Your task is to find every line in the records that holds the string "distant" and copy it.

#### DATA UNDER STUDY
'''

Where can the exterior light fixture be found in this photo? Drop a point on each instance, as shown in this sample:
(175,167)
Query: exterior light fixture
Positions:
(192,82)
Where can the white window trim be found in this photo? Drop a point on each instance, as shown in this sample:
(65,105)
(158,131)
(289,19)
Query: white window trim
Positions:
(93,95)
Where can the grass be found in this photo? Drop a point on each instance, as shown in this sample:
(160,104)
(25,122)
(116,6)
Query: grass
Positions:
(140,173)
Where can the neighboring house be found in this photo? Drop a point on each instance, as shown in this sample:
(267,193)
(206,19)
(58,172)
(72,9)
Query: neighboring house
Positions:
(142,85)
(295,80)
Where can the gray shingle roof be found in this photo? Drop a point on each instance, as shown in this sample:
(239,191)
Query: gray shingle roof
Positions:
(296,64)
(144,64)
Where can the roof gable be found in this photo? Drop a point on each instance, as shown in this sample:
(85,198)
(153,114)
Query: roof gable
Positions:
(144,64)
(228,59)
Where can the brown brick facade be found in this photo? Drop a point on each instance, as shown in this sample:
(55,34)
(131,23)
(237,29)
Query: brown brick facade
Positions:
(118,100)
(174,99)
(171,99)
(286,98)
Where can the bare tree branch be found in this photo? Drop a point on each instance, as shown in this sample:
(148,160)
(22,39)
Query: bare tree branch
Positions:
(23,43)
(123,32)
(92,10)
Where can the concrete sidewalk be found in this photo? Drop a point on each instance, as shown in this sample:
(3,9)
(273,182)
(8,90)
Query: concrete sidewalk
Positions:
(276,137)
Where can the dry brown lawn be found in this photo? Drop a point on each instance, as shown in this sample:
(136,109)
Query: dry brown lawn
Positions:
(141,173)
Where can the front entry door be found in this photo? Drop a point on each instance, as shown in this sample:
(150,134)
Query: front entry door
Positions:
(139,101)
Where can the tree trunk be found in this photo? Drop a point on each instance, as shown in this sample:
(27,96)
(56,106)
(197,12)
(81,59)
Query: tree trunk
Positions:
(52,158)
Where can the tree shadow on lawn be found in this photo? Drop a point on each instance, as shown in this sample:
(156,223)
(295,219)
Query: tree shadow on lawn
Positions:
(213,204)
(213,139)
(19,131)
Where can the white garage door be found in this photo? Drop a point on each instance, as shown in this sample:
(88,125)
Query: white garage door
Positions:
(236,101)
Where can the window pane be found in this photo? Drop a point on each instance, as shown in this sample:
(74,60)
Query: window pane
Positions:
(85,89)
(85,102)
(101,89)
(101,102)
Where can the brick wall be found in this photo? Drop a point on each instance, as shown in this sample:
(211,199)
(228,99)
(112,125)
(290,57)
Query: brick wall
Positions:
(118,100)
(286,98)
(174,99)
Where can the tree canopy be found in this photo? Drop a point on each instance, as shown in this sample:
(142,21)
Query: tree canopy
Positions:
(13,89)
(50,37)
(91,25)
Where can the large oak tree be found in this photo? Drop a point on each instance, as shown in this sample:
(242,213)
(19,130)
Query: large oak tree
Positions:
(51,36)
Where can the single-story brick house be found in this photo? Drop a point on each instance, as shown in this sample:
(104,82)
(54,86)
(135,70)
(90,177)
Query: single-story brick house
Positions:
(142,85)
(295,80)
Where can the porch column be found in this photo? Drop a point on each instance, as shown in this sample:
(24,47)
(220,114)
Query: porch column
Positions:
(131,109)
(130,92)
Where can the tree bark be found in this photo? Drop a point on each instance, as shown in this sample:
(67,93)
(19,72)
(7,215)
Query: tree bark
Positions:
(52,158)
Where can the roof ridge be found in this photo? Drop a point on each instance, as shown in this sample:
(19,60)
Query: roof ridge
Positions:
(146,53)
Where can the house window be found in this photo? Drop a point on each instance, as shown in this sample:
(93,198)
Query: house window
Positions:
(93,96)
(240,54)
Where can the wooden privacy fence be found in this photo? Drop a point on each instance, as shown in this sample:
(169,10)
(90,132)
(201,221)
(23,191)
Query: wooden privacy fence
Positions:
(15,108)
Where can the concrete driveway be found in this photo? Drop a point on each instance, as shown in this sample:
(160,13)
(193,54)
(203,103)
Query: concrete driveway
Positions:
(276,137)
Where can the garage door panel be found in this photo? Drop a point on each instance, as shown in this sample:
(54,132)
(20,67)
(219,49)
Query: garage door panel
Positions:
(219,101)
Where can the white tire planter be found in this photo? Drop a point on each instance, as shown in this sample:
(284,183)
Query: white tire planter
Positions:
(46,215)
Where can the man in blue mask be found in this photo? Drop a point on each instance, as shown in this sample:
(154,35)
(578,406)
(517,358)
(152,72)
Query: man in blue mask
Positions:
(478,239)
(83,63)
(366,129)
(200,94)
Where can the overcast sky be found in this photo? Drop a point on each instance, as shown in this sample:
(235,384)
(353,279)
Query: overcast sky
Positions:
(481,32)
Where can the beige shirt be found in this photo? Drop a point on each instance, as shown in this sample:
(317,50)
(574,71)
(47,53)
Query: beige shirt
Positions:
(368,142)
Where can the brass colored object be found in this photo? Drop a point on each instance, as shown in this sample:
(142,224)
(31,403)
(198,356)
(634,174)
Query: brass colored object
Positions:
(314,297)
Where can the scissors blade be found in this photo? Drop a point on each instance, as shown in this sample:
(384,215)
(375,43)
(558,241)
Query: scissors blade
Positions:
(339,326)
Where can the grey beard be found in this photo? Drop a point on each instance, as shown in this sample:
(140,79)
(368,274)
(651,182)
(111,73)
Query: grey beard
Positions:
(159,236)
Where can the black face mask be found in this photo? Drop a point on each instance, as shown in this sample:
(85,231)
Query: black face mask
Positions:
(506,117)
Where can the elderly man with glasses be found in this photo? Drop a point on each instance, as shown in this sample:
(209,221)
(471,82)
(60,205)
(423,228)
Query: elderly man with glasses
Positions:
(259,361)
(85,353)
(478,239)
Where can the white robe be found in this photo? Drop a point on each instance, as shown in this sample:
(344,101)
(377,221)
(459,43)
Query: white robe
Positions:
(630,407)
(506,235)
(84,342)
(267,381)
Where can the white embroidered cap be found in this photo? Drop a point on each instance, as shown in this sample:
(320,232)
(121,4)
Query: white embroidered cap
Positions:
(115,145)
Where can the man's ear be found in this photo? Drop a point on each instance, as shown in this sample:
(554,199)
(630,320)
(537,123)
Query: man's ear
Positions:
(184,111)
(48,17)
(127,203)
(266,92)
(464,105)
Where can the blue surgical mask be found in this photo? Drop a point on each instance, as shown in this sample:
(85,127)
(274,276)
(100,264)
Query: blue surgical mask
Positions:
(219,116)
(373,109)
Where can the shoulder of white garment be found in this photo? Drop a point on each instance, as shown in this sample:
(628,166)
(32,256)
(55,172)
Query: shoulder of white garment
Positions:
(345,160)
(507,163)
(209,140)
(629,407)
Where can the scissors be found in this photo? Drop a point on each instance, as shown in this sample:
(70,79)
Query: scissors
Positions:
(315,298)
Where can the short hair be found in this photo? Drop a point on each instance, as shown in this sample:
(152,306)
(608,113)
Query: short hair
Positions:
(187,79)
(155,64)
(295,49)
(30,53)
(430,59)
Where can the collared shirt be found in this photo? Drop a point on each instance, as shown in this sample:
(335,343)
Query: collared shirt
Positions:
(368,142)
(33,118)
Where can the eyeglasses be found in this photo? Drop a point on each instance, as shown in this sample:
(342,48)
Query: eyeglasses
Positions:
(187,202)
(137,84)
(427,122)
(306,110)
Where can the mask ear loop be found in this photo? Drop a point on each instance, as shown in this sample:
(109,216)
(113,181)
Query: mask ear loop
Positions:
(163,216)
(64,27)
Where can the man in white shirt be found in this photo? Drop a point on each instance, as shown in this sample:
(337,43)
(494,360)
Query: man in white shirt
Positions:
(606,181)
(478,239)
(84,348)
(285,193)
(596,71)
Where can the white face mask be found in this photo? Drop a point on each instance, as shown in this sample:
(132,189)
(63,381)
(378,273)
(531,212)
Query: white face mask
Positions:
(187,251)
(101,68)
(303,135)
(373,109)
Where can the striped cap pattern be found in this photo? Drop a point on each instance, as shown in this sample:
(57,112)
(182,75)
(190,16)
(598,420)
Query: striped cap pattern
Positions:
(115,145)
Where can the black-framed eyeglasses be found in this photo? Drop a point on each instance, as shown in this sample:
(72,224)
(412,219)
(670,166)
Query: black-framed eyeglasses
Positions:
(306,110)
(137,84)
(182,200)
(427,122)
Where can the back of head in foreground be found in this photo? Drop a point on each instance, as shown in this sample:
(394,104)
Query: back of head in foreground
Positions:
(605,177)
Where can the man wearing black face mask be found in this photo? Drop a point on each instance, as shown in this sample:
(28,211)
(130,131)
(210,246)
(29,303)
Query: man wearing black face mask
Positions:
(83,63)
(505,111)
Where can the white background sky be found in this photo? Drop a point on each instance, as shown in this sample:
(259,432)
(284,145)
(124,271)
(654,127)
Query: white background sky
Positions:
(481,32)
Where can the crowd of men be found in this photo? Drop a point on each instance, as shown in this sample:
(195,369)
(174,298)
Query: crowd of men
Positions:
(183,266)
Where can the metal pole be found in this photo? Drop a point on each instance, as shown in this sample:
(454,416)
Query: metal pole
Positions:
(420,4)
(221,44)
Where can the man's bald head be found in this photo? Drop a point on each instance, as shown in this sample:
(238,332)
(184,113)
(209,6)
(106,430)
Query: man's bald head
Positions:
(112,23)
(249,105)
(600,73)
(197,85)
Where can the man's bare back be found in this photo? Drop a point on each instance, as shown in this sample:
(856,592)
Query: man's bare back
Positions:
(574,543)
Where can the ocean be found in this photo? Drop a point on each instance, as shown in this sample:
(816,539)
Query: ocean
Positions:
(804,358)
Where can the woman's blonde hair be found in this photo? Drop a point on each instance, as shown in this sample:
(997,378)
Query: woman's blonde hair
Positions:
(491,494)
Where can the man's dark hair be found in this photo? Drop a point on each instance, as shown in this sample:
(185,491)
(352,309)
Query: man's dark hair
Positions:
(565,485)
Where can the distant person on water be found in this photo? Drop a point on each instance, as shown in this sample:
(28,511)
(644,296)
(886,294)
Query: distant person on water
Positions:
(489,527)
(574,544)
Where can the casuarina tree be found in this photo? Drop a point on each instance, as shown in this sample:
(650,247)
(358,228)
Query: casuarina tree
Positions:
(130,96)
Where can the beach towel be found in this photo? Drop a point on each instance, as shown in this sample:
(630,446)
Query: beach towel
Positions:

'''

#### OUTPUT OF THE TASK
Where can the distant person on water be found in this photo? Drop a point on each instance, as shown in this sample:
Query: distant person on water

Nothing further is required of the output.